- What you should do
From the line containing "Target: hill slope" to the final line of the listing, restate each line word for word and add nothing.

- Information given
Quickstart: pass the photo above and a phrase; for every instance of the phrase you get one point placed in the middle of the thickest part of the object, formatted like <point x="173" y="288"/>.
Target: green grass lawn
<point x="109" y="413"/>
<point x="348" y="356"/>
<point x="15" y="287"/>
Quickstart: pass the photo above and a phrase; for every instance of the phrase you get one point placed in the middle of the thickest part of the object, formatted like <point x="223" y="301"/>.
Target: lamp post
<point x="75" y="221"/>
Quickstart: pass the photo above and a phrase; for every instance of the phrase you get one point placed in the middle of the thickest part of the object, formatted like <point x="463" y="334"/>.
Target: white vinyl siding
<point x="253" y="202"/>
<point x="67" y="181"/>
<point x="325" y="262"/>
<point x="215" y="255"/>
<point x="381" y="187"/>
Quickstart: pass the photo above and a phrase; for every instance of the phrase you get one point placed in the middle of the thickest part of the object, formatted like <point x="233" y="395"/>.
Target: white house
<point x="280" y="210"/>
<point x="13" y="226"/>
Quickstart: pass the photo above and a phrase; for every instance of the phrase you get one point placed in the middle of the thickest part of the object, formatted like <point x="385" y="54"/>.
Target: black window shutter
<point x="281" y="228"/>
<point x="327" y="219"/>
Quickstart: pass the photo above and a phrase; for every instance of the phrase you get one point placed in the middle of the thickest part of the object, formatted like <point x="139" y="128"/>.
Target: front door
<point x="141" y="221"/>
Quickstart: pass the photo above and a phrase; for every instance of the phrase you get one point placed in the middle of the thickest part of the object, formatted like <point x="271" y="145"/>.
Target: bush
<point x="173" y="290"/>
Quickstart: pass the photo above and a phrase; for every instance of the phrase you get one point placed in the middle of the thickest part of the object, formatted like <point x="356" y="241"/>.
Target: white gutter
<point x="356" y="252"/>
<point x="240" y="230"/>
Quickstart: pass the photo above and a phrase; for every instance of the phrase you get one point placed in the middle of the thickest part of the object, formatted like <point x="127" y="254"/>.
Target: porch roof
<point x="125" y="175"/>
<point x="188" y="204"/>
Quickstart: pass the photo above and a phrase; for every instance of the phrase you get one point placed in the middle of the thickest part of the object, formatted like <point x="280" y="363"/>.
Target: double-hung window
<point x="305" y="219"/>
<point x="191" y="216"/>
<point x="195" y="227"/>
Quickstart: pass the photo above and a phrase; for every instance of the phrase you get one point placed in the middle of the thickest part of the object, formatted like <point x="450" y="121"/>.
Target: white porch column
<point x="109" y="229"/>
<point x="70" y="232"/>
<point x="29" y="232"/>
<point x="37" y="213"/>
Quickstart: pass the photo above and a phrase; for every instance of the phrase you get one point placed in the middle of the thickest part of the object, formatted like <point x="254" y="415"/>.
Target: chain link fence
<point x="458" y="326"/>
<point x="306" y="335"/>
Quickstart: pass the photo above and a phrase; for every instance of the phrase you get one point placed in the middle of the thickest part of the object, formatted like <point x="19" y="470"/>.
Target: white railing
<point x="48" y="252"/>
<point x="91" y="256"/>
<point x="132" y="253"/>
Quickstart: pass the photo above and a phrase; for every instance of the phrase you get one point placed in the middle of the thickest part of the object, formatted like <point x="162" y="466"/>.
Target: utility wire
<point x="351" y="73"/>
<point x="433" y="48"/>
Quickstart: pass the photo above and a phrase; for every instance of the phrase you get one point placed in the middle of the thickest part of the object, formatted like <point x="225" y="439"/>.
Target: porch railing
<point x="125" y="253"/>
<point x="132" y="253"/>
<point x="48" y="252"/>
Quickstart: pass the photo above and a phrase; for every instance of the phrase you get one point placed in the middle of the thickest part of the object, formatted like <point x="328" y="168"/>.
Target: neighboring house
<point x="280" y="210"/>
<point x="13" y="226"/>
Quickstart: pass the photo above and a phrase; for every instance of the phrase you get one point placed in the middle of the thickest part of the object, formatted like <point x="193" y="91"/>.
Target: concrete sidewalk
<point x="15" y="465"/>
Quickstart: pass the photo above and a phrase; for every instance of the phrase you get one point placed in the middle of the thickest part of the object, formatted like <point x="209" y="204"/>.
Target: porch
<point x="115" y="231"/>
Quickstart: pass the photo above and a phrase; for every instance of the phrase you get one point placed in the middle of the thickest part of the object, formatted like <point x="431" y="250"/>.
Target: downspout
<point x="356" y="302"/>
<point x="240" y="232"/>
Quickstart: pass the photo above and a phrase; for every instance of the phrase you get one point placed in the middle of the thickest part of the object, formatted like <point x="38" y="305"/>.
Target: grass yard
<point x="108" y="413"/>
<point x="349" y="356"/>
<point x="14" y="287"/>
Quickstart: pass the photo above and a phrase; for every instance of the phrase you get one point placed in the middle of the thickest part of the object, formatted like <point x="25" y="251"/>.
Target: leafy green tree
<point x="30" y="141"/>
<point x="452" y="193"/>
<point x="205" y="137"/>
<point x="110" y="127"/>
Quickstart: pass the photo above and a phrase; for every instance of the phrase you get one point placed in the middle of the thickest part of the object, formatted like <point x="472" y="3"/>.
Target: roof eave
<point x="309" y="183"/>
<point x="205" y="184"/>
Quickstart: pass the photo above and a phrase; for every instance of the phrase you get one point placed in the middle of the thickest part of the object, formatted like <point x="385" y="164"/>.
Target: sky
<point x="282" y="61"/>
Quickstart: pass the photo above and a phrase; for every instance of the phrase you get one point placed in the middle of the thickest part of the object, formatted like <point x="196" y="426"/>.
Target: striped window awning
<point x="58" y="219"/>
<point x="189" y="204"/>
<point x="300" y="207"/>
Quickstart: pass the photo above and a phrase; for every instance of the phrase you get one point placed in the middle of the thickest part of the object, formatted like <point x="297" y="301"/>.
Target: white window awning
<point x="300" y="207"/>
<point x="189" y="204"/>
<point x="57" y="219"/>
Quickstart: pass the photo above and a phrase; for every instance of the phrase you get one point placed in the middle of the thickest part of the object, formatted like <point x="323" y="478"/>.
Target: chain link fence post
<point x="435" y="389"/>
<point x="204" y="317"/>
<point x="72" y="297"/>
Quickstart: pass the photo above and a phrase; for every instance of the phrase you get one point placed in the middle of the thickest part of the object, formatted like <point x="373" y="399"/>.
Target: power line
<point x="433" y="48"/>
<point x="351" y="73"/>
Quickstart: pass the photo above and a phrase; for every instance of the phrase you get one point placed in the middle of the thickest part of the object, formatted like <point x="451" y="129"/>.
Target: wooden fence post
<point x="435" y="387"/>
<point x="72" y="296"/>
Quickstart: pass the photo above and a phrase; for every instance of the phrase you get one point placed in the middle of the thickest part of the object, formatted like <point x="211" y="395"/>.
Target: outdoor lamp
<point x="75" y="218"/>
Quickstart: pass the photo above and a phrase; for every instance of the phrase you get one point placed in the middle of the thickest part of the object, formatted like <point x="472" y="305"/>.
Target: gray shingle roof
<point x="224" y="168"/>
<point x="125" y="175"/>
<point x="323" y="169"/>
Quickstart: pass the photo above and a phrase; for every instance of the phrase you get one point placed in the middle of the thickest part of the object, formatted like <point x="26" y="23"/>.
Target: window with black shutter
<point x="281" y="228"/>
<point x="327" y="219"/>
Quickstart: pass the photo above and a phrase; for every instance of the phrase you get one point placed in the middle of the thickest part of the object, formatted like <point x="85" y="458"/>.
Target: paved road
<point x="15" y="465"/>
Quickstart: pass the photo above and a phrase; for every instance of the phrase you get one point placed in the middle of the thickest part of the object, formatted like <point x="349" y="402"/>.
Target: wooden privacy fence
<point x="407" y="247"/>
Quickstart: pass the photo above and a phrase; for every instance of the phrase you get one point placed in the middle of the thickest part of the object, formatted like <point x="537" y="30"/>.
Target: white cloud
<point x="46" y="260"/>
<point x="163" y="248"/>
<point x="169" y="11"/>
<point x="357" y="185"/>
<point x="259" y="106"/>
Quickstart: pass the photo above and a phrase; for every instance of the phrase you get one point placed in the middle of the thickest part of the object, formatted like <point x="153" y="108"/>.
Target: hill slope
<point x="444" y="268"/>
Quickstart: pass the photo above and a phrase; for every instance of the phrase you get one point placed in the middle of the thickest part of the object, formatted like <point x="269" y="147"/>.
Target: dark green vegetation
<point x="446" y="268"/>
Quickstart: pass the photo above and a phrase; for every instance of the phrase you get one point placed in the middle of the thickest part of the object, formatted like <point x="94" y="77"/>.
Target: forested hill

- Task solution
Target: hill slope
<point x="444" y="268"/>
Quickstart: pass the photo above and a phrase; for every instance of the phrase you get one point placed in the middle of the thickest part of the object, formatted like <point x="269" y="147"/>.
Target: dark green vegetation
<point x="446" y="268"/>
Quickstart: pass the photo above and a phrase; for every instance of the phrase you get one point placed in the middle of the thickest part of the object, formatted like <point x="94" y="77"/>.
Target: forested hill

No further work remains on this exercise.